# The records:
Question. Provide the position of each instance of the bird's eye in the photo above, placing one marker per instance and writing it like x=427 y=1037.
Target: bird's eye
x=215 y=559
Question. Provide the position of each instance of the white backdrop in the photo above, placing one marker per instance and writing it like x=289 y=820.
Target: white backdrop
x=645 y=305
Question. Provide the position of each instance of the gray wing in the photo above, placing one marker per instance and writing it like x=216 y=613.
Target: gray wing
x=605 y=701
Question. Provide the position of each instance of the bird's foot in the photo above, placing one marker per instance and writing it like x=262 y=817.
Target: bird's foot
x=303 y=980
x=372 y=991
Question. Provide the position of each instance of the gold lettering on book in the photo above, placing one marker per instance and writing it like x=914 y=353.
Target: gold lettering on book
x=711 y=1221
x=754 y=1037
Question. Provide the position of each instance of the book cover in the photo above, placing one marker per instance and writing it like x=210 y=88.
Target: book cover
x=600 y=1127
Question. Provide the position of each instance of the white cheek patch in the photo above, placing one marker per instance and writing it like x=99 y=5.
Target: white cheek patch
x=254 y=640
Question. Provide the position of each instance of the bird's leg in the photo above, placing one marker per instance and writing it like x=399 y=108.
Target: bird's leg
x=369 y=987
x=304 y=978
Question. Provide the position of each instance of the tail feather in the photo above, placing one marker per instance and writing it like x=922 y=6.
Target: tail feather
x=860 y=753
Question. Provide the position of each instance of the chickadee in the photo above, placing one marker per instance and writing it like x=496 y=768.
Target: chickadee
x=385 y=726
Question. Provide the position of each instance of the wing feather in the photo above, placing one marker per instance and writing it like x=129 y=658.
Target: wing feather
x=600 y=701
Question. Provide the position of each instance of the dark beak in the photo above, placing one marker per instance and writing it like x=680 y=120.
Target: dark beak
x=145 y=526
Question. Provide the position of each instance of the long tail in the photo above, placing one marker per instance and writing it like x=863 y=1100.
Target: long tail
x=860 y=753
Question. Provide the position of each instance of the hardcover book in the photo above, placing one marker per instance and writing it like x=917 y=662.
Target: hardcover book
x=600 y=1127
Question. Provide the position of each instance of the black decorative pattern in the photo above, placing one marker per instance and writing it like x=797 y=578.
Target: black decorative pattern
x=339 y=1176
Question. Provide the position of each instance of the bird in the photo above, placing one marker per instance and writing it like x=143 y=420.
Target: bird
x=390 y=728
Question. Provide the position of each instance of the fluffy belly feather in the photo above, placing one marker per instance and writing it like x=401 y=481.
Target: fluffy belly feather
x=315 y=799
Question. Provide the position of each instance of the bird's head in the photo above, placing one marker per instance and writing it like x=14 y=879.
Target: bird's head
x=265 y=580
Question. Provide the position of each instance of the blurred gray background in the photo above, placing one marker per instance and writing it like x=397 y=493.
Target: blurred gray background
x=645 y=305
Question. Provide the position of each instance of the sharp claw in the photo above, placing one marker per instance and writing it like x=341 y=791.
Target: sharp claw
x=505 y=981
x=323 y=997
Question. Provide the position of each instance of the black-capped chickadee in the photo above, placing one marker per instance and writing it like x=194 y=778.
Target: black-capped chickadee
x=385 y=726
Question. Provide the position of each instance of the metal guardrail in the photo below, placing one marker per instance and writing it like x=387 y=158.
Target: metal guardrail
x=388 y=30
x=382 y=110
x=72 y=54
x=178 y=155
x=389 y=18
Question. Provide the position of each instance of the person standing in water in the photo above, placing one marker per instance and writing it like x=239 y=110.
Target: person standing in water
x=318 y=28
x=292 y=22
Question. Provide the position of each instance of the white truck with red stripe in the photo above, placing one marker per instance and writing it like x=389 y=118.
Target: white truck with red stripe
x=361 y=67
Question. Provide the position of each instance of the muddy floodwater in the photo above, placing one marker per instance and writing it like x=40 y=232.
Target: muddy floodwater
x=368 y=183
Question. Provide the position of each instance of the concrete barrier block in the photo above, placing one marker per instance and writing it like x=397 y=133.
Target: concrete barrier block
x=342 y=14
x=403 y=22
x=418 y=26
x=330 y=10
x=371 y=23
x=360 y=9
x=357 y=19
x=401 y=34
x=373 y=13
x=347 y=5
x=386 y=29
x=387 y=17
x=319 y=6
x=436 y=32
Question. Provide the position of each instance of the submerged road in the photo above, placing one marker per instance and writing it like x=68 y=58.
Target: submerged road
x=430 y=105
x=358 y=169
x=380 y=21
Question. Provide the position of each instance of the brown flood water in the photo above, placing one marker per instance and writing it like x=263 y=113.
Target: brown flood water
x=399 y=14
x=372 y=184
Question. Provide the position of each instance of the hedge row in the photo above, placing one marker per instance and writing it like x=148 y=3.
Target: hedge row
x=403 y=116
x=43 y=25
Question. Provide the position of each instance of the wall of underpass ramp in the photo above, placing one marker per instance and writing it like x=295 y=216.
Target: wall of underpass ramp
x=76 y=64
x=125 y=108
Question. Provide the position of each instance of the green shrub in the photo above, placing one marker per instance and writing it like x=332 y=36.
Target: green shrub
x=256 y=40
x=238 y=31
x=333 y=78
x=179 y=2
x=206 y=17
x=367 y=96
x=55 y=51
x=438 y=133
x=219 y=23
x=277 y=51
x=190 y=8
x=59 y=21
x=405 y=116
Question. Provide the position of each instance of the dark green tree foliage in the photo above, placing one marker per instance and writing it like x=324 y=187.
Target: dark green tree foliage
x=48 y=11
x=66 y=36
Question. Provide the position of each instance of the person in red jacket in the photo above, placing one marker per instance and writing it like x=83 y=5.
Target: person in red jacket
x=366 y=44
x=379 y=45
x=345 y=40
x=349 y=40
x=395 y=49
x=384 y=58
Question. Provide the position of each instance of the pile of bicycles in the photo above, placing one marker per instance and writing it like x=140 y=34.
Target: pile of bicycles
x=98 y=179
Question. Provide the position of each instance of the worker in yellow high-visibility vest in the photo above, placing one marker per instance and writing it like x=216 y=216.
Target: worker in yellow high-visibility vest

# Aim of the task:
Rewrite every row above with "marker" changed to "pin" and nothing else altered.

# Solution for this exercise:
Question. Provide the position of each instance of the bird's eye in the photo above, placing one pin per instance and writing it like x=427 y=1037.
Target: bird's eye
x=215 y=559
Question. Provide the position of each instance of the white backdrop in the photo above, placing one pin per instance and writing it like x=289 y=820.
Target: white backdrop
x=645 y=305
Question. Provide the position of each instance of the gray wing in the photo above, placing one pin per instance and writing it like x=216 y=613.
Target: gray wing
x=605 y=701
Question. Provide the position of each instance of the bird's foot in the photo above, placing one pin per instance and writing it like x=262 y=817.
Target: bird's foot
x=303 y=980
x=372 y=991
Question. Provide the position of each instance of the gold lettering on book in the photo above, placing one pin per instance and writing it like x=914 y=353.
Target: gold lettering on book
x=711 y=1221
x=754 y=1037
Question. Provide the position of each instance of the book cover in the photo above, placing one pin per instance and writing it like x=210 y=88.
Target: book cover
x=600 y=1127
Question. Provide the position of each instance of the white cheek patch in the photo above, placing one pin per instance and writing it like x=99 y=5.
Target: white cheek patch
x=254 y=640
Question. Provide the position of each instance of the bird's leg in the photo above, placing one pin per instance and writing it like x=399 y=108.
Target: bird's leg
x=369 y=987
x=304 y=978
Question. Provide the position of each instance of the tail feather in the photo above, placing one pin per instance and writing it like x=922 y=6.
Target: tail feather
x=860 y=753
Question. Provide the position of each instance of the chickadee in the photo above, placing one pin per instance and writing it like x=496 y=768.
Target: chickadee
x=385 y=726
Question. Provide the position of each instance of the wing feather in the photo above, placing one pin per instance and writing it like x=129 y=658.
Target: wing feather
x=600 y=701
Question. Provide the position of each instance of the dark beak in the photo above, placing one pin per instance and writing it like x=680 y=120.
Target: dark beak
x=145 y=526
Question. Provide the position of each instance of the long tail in the photo above, placing one pin per instance and writing it like x=863 y=1100.
Target: long tail
x=860 y=753
Question. Provide the position of each instance of the hardcover book in the photo above, placing one pin per instance and writing it like x=917 y=662.
Target: hardcover book
x=600 y=1127
Question. Provide the position of each instance of the black decorative pattern in the photo above, placing one pin per instance and writing it like x=797 y=578.
Target: black decorative pattern
x=339 y=1176
Question. Provide the position of each instance of the bird in the photo above, placing one pin per instance and writing it like x=143 y=420.
Target: bird
x=390 y=728
Question. Provide the position of each instance of the fluffy belly feather in the photo above, placing one pin per instance and writing it like x=401 y=481.
Target: fluffy belly feather
x=315 y=799
Question. Provide the position of each instance of the bird's head in the photo above, placing one pin per instance and writing it like x=14 y=879.
Target: bird's head
x=265 y=580
Question. Provide the position of each instance of the blurred gray background in the photo above, placing one pin per instance and writing it like x=397 y=493.
Target: blurred gray background
x=645 y=305
Question. Provide the position of each instance of the sharp claw in the photo above, placing one pin per instance and writing it like x=341 y=791.
Target: sharp claw
x=505 y=981
x=323 y=997
Question. Provide the position of each instance of the black-capped chickadee in the photo above, placing one pin per instance and writing it like x=194 y=778.
Target: black-capped chickadee
x=385 y=726
Question. Provide the position of each instance of the metal guardrail in the photo below, placing one pin per instance and writing it like x=387 y=158.
Target: metal guardrail
x=388 y=30
x=382 y=110
x=72 y=54
x=178 y=155
x=389 y=18
Question. Provide the position of each instance of the person standing in water in the photo above, placing one pin per instance and writing it like x=239 y=110.
Target: person standing in water
x=318 y=28
x=292 y=22
Question. Provide the position of each instance of the white truck with red stripe in the photo above, placing one pin per instance and writing it like x=389 y=118.
Target: white truck with red stripe
x=361 y=67
Question. Provide the position of each instance of the muddy floodwater in the photo above, placing one pin per instance and writing it like x=40 y=232.
Target: muddy floodwater
x=368 y=183
Question. Provide the position of each instance of the concrete barrier block in the photo above, placing one pin per instance and writing it like x=397 y=133.
Target: concrete barrier block
x=342 y=14
x=403 y=22
x=418 y=26
x=330 y=10
x=371 y=23
x=360 y=9
x=357 y=19
x=401 y=34
x=373 y=13
x=347 y=5
x=386 y=29
x=387 y=17
x=319 y=6
x=436 y=32
Question. Provide the position of each instance of the submerged road in the photo above, placing one pin per instance and writing it like x=68 y=58.
Target: submerged road
x=430 y=105
x=358 y=169
x=380 y=21
Question. Provide the position of each instance of the brown flood water in the photo above, placing one pin per instance and writing it like x=263 y=113.
Target: brown flood water
x=399 y=14
x=372 y=184
Question. Provide the position of each instance of the hedge row in the photo above, placing one pin per instance and writing it like x=148 y=3.
Target: hedge row
x=403 y=116
x=43 y=25
Question. Provide the position of each instance of the wall of underpass ramp in the photo above, placing one pin per instance and writing it like x=295 y=216.
Target: wall of underpass ramp
x=76 y=64
x=125 y=108
Question. Provide the position of each instance of the green shrub in the photo above, placing one pin per instance and writing it like x=332 y=36.
Target: green shrub
x=256 y=40
x=238 y=31
x=333 y=78
x=179 y=2
x=206 y=17
x=367 y=96
x=55 y=51
x=438 y=133
x=219 y=23
x=277 y=51
x=190 y=8
x=59 y=21
x=405 y=116
Question. Provide the position of each instance of the dark green tree foliage in the photo above, placing one pin per instance and writing it like x=324 y=187.
Target: dark green tree foliage
x=48 y=11
x=66 y=36
Question. Provide the position of each instance of the person in red jacket in the photo above, placing one pin per instance and writing it like x=83 y=5.
Target: person in red jacket
x=366 y=44
x=379 y=45
x=345 y=40
x=349 y=40
x=395 y=49
x=384 y=58
Question. Provide the position of each instance of the pile of bicycles in the photo above, placing one pin per instance and writing it like x=140 y=34.
Target: pile of bicycles
x=98 y=179
Question. Provide the position of each instance of the worker in yellow high-visibility vest in the photo above, placing one pin per instance and writing it like x=216 y=216.
Target: worker in yellow high-visibility vest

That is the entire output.